- [Challenge]
Reproduce the material below in full, switching "Mark a point" to "Place a dot" everywhere it occurs and leaving everything else unchanged.

────────

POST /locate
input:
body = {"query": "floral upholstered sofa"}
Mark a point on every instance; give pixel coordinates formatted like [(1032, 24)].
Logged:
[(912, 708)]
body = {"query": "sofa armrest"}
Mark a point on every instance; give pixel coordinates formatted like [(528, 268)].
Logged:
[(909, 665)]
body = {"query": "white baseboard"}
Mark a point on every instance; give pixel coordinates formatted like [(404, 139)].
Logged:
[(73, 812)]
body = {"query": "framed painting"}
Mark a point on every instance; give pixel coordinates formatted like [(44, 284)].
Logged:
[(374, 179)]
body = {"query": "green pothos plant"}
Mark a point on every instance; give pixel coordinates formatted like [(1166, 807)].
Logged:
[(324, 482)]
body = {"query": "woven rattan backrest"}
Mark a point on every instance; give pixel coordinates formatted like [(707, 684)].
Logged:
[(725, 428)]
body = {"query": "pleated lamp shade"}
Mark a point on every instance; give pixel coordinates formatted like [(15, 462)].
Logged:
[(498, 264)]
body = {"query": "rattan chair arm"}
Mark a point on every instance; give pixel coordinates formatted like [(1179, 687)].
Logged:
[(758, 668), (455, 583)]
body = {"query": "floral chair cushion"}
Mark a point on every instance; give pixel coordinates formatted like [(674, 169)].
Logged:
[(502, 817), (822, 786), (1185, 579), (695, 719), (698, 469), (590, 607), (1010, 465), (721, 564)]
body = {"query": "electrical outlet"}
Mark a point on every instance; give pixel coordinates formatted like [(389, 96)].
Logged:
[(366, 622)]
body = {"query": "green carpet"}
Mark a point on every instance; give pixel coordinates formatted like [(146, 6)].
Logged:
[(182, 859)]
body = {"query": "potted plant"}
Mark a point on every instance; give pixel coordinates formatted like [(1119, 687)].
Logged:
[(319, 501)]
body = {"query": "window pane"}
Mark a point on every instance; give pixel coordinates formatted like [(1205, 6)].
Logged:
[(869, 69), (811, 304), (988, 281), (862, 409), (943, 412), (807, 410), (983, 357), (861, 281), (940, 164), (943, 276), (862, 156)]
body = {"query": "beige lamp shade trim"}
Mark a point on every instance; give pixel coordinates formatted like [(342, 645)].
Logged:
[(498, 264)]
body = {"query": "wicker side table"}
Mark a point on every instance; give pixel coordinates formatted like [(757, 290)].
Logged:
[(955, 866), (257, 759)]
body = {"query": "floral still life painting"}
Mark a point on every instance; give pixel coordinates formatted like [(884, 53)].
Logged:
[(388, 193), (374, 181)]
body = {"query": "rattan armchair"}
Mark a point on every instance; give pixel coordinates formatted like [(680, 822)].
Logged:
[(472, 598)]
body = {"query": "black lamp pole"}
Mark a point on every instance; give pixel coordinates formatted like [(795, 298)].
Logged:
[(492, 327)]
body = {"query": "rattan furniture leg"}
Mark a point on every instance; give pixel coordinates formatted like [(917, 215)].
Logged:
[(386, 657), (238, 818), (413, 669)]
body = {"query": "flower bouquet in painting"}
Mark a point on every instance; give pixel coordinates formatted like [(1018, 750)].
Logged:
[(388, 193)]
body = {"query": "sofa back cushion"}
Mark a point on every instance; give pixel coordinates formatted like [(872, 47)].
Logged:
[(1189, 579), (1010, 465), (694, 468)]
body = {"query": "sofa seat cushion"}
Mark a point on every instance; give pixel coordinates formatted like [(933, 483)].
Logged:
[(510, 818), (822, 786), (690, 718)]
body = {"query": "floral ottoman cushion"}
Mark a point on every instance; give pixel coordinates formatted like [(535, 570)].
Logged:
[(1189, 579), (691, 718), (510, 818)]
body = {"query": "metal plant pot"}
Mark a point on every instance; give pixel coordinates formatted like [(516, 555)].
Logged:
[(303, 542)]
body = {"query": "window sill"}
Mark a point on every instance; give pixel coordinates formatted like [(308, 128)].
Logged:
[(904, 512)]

────────

- [Solution to the exercise]
POST /locate
input:
body = {"query": "floral upholstered sofa"}
Place a dot on every instance; give pixel coordinates formatted like [(1032, 24)].
Logged:
[(912, 708)]
body = {"query": "sofa armrest"}
Place a dot on every instance; give pixel coordinates formatted like [(528, 268)].
Logged:
[(909, 665)]
body = {"query": "white baseboard"}
Place a dot on every instance; give pixel coordinates formatted like [(404, 139)].
Logged:
[(73, 812)]
body = {"query": "framed painting"}
Place a dot on every instance; give pixel coordinates formatted like [(44, 284)].
Logged:
[(374, 179)]
body = {"query": "green pothos plant"}
Place a dot on every instance; give pixel coordinates formatted like [(1166, 807)].
Logged:
[(324, 482)]
body = {"query": "woven rattan backrest"}
Place a dot on every instance; give pixel coordinates formatted like [(707, 684)].
Logged:
[(725, 428)]
body = {"query": "pleated lamp shade"}
Place a dot on every instance; give pixel coordinates formatted like [(15, 462)].
Logged:
[(498, 264)]
body = {"query": "rattan chair arm"}
Place a dot on every instance; give pixel coordinates formatted like [(1179, 687)].
Logged:
[(758, 668), (455, 583)]
body = {"query": "floral chair cushion"}
Place a dot on every instance; give pixel coordinates formatted like [(674, 169)].
Logged:
[(502, 817), (822, 786), (1185, 579), (695, 719), (698, 469), (590, 607), (1010, 465), (721, 564)]
body = {"query": "electrical outlet"}
Place a dot on every instance; give pixel coordinates formatted like [(389, 96)].
Logged:
[(366, 622)]
body = {"query": "green carpet"}
Place a dot on every instance; give pixel coordinates formatted like [(146, 6)].
Logged:
[(182, 859)]
body = {"query": "potted plant"}
Place a dot on every instance; give pixel coordinates formatted like [(1119, 687)].
Logged:
[(319, 501)]
body = {"query": "window pane"}
Place a dot on every instance; give pixel coordinates formatted like [(1205, 6)].
Logged:
[(869, 69), (811, 304), (988, 281), (862, 409), (943, 412), (807, 410), (983, 357), (861, 281), (940, 164), (943, 276), (862, 156)]
body = {"query": "beige lamp shade trim"}
Place a dot on every instance; give pixel coordinates formatted like [(342, 645)].
Logged:
[(498, 264)]
body = {"query": "wicker side table"}
Place a dot on every instance; give pixel coordinates formatted like [(757, 290)].
Logged:
[(955, 866), (257, 759)]
body = {"query": "floral still life painting"}
Place a dot on every instance; give pixel coordinates formatted like [(884, 53)].
Logged:
[(388, 193), (374, 181)]
body = {"query": "rattan armchair"}
Place a dot on every instance; give pixel coordinates formatted like [(680, 822)].
Logged:
[(472, 598)]
body = {"query": "black lamp pole"}
Place a dot on every instance; give pixel coordinates formatted like [(795, 298)].
Logged:
[(492, 327)]
body = {"query": "rattan furniture leg"}
Place a dot on every instance; give pixel coordinates formatted like [(917, 215)].
Logged:
[(386, 657), (238, 818), (413, 669)]
body = {"query": "flower bouquet in painting"}
Place a dot on every instance; give pixel coordinates formatted like [(1018, 750)].
Logged:
[(388, 193)]
body = {"query": "sofa back cushion"}
Place a dot on every instance; give pixel coordinates formatted like [(872, 47)].
Logged:
[(1189, 579), (1010, 465), (694, 468)]
body = {"query": "sofa seat cushion"}
Place a dot on every instance; give pixel coordinates formatted like [(933, 483)].
Logged:
[(510, 818), (822, 786), (690, 718)]
body = {"query": "floral ottoman cushion"}
Place a dot on every instance; give pixel coordinates formatted like [(535, 570)].
Logged:
[(1189, 579), (691, 718), (510, 818)]
body = {"query": "metal plant pot"}
Place a dot on every instance; give pixel coordinates formatted like [(516, 555)].
Logged:
[(303, 542)]
body = {"query": "window sill"}
Place a dot on every instance; give pixel coordinates formatted like [(308, 128)].
Logged:
[(904, 512)]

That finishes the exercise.